═════ DATA SHOWN
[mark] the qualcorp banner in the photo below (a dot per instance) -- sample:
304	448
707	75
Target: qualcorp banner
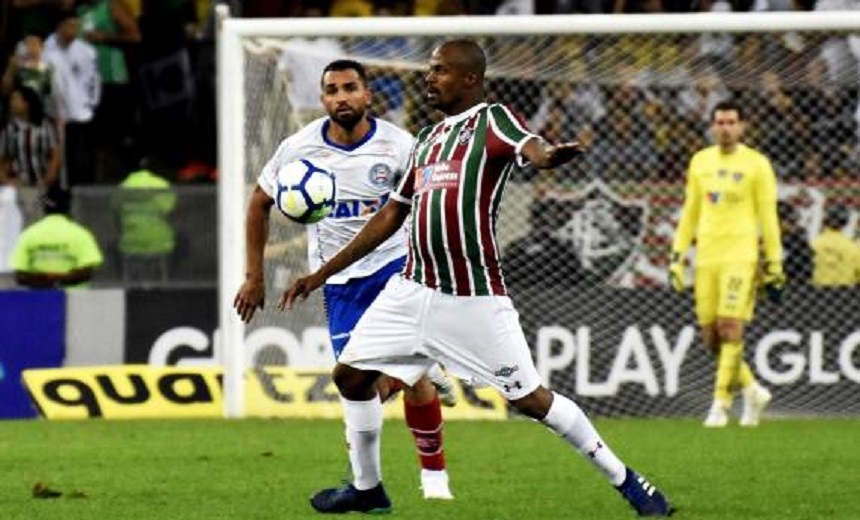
143	391
637	351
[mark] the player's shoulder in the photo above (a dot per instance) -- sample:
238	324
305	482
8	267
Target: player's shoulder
752	154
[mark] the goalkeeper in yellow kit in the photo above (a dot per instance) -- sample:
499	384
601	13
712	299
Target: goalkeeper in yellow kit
730	202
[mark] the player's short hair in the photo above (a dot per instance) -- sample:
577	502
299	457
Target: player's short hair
470	54
728	105
836	216
342	65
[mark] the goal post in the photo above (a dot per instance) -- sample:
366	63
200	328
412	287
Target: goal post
603	326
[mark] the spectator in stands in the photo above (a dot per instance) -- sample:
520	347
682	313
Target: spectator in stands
29	148
678	139
829	111
27	67
78	85
112	29
167	80
796	251
622	151
706	89
567	108
783	130
56	251
836	257
33	17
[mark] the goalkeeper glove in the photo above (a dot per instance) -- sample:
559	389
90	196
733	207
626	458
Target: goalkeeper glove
677	273
774	281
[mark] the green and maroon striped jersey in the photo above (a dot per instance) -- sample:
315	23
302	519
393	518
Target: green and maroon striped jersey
455	180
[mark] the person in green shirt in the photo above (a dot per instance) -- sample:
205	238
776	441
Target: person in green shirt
143	203
55	251
836	257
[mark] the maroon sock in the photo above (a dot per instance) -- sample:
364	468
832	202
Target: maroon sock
425	423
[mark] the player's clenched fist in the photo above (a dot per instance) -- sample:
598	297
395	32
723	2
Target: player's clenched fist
250	297
677	272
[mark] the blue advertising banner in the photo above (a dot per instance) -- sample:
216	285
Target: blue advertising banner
32	335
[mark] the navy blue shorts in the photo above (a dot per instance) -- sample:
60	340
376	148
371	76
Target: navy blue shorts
346	303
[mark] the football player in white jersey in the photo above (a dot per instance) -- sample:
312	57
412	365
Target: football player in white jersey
366	154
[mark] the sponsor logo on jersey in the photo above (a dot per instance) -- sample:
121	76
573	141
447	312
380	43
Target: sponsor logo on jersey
380	175
465	136
438	176
506	371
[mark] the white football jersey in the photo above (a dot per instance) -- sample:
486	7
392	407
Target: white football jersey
365	173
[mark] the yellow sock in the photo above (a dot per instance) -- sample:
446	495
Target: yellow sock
══════════
Convert the part of the items that opens with the line containing "[mark] the green" and runs through the end of the items into a JSON list of strings, one string per line, both ends included and blank lines left out.

* ANSWER TO THIS EXERCISE
[
  "[mark] the green and maroon striped jersey in the photo above (a dot per instance) -- sample:",
  "315\t23",
  "302\t519",
  "393\t518",
  "Target: green and maroon striped jersey",
  "455\t180",
  "[mark] the person in green shirt in the photo above (a dot per instance) -- sample:",
  "205\t238",
  "776\t441",
  "Target: person in green shirt",
  "143\t203",
  "55\t251",
  "836\t257",
  "[mark] the maroon sock in the photo above (a dot per instance) -- sample:",
  "364\t468",
  "832\t202",
  "Target: maroon sock",
  "425\t423",
  "[mark] the player's clenched fist in the photo above (a dot per instance) -- sample:",
  "598\t297",
  "395\t32",
  "723\t2",
  "Target: player's clenched fist",
  "250\t297",
  "677\t272",
  "[mark] the blue advertising banner in the photo above (a dot per instance) -- sample:",
  "216\t285",
  "Target: blue advertising banner",
  "32\t335",
  "[mark] the navy blue shorts in the photo above (a dot per instance) -- sample:",
  "60\t340",
  "376\t148",
  "371\t76",
  "Target: navy blue shorts",
  "346\t303",
  "[mark] the football player in white jersey in the photo above (a dot per instance) -- sample:",
  "312\t57",
  "412\t365",
  "Target: football player in white jersey",
  "366\t154",
  "[mark] the sponsor logo on jersey in the photo above (a dot per instance) -- sample:",
  "121\t76",
  "573\t141",
  "447\t312",
  "380\t43",
  "Target: sponsor logo on jersey",
  "380\t175",
  "465\t136",
  "438\t176",
  "506\t371",
  "[mark] the white football jersey in the photo above (a dot per instance) -- sample:",
  "486\t7",
  "392\t407",
  "Target: white football jersey",
  "365\t173",
  "[mark] the yellow sock in the photo above (a dot per instance) -- sample:",
  "446\t495",
  "Target: yellow sock"
]